PASSAGE GIVEN:
** Begin **
On The Past is Prologue
It is said, every now and then, when discussing the character of a particular person or a series of events or even a nation, that the past is prologue.
It is, perhaps, more accurate than the far more often used “history repeats itself”, though the sentiment is quite of the same cloth, and both have become such truisms that the first thing we do when faced with the horrors of what we face now is to look to history to help us get a handle on what kind of damned fool we have put into place this time.
I have some news for you on the topic of how the Left failed to deliver on the necessary support in opposition. It certainly wasn’t for a lack of trying.
It had to do with not agreeing on how to try, and, in the process, fracturing into so many small groups — as the past has shown is the tendency –that it decimated the power of the people.
The people who are enough to basically run the board, locally and nationally, if they can stop long enough to agree on basic things and make them happen.
Here, the past is as much a prologue as it can be certain that the USA will renege on federal contracts. Because the Pretendent in Chief will try to not pay for work already done, as has been a trademark of his past efforts.
** End **
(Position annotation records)
** Begin **
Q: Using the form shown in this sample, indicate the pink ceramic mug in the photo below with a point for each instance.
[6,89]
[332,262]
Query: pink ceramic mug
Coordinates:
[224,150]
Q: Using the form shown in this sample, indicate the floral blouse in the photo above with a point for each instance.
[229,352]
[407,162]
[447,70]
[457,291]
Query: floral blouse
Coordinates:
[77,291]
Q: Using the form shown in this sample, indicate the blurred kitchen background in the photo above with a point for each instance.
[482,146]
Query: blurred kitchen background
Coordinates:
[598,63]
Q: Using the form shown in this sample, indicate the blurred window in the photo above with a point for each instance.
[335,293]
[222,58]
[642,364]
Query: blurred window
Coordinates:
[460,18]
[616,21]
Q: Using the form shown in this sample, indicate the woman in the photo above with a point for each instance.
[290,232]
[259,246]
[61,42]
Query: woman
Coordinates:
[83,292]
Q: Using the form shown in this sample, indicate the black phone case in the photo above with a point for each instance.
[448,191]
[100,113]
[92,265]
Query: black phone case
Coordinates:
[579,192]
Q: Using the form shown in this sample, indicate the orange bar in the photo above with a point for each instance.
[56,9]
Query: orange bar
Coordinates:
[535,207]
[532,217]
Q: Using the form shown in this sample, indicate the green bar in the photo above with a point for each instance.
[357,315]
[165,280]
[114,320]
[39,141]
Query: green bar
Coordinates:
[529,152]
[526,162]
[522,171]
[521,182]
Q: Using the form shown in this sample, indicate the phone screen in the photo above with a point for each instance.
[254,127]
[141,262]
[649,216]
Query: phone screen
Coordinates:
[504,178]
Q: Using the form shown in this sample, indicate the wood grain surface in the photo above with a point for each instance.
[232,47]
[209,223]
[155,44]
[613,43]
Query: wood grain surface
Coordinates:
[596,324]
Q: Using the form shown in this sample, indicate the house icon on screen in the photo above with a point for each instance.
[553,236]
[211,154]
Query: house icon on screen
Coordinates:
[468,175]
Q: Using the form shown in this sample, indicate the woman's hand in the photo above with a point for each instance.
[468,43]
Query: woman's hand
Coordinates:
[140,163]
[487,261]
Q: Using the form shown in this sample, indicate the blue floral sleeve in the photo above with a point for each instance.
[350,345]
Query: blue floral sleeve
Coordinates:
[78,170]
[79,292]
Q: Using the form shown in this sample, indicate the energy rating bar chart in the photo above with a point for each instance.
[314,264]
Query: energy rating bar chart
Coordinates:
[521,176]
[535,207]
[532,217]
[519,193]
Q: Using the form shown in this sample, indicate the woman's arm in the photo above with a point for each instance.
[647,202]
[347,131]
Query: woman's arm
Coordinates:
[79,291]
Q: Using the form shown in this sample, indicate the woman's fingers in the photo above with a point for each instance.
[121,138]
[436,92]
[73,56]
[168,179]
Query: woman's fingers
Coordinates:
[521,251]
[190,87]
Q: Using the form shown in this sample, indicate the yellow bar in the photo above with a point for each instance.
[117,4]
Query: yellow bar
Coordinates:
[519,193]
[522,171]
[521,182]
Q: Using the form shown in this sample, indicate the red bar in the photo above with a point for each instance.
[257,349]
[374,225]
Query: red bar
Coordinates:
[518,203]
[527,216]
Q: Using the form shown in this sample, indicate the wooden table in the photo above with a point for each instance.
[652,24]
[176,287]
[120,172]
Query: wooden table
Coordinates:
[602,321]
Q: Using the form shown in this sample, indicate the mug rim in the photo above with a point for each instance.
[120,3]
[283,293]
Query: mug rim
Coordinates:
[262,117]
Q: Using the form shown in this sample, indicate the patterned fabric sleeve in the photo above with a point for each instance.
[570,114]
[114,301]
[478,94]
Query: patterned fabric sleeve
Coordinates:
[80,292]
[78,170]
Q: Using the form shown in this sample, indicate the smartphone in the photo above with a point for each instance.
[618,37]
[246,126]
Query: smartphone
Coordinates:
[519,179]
** End **
TASK TO CARRY OUT: Set down the full essay on the past as prologue word for word, from its title through the final sentence.

THE COMPLETED TASK:
On The Past is Prologue
It is said, every now and then, when discussing the character of a particular person or a series of events or even a nation, that the past is prologue.
It is, perhaps, more accurate than the far more often used “history repeats itself”, though the sentiment is quite of the same cloth, and both have become such truisms that the first thing we do when faced with the horrors of what we face now is to look to history to help us get a handle on what kind of damned fool we have put into place this time.
I have some news for you on the topic of how the Left failed to deliver on the necessary support in opposition. It certainly wasn’t for a lack of trying.
It had to do with not agreeing on how to try, and, in the process, fracturing into so many small groups — as the past has shown is the tendency –that it decimated the power of the people.
The people who are enough to basically run the board, locally and nationally, if they can stop long enough to agree on basic things and make them happen.
Here, the past is as much a prologue as it can be certain that the USA will renege on federal contracts. Because the Pretendent in Chief will try to not pay for work already done, as has been a trademark of his past efforts.